O homem sabe hoje a respeito da natureza e a respeito de moralidade, é bem diferente do que sabia a mais de 2000 anos atrás, quando os textos religiosos foram escritos. Quando norteamos nosso senso de credulidade naquilo que realmente é mostrado pela observação honesta da natureza, devemos desconfiar de informações cuja validade é comprovada apenas pelo que disseram outras pessoas . Mais duvidoso ainda é o método de revelação, que diz que alguma pessoa pode ter alguma conexão mística inexplicável com alguma coisa incompreendida e desta forma, devemos considerar como real o argumento que ela sustenta.
Desta forma, o reducionismo pode ser uma medida muito inteligente, quando formas ingênuas de analisar a natureza são suprimidas. Mas mesmo neste “reducionismo racionalista meramente naturalista”, pode haver alguma honestidade intelectual se o investigador, antes de tudo, admite a possibilidade de que seu argumento pode estar errado. Desta forma, é anti-científico acreditar que a ciência serve como verdade suprema para a análise da condição humana. A ciência é, no máximo, o melhor detector de mentiras que possuímos.

### Entradas de dados:
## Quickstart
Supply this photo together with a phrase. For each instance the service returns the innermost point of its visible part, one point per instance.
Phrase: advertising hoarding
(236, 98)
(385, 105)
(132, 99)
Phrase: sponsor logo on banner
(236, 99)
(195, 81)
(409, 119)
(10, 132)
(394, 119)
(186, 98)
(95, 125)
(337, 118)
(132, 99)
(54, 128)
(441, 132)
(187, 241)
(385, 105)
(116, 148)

### Problemas a resolver:
1) Cite o trecho sobre ciência e reducionismo, começando em "Desta forma, o" e terminando em "mentiras que possuímos.".
2) Por favor, dê continuidade ao trecho sobre ciência e reducionismo a partir da última frase apresentada.
As entradas provêm de uma fonte diferente da do trecho sobre ciência e reducionismo.

### Lista de respostas:
1)
Desta forma, o reducionismo pode ser uma medida muito inteligente, quando formas ingênuas de analisar a natureza são suprimidas. Mas mesmo neste “reducionismo racionalista meramente naturalista”, pode haver alguma honestidade intelectual se o investigador, antes de tudo, admite a possibilidade de que seu argumento pode estar errado. Desta forma, é anti-científico acreditar que a ciência serve como verdade suprema para a análise da condição humana. A ciência é, no máximo, o melhor detector de mentiras que possuímos.

2)
Para mim, a grande questão que pode ser conflitante não é ter ou não ter fé. Para mim, a grande questão é ter fé EM QUÊ? E mais importante: PARA QUÊ? Se existe uma coisa que o homem sempre teve, além do medo do desconhecido, é a enorme capacidade de mentir (que aumenta proporcionalmente à sua imaginação). Ser desconfiado, é ser prudente.

Considerações Finais

A visão da religião para o mundo sempre passou pelos próprios canais das instituições religiosas, e muitas vezes por um necessidade tanto humana quanto social como verificamos a partir da antiguidade.
Quem inaugura a filosofia cristã na história é Santo Agostinho. Se não houvesse a filosofia cristã na história, o que restaria na história é a filosofia não cristã, gnosticismo e agora a ciência, sendo esses últimos os quais irão originar todas essas ideologias de massa visando o desvirtuamento do cristianismo religioso na história.
A Igreja não tem uma filosofia que coloca a ciência como algo explicativo da história e da origem humana. Entretanto, alguns discursos da doutrina tem como bases filosofias adaptadas da filosofia grega clássica que resta intacta quanto a ferramentas que analisam a realidade de forma fecunda pela razão.
Estes elementos são fatores de contraste de como a Igreja utiliza a racionalização da realidade não para criar visões distorcidas da realidade, mas sim para poder transmitir ensinamentos superiores de ordem moral, ética, transcendental, de justiça e outros de forma mais inteligível possível aos indivíduos.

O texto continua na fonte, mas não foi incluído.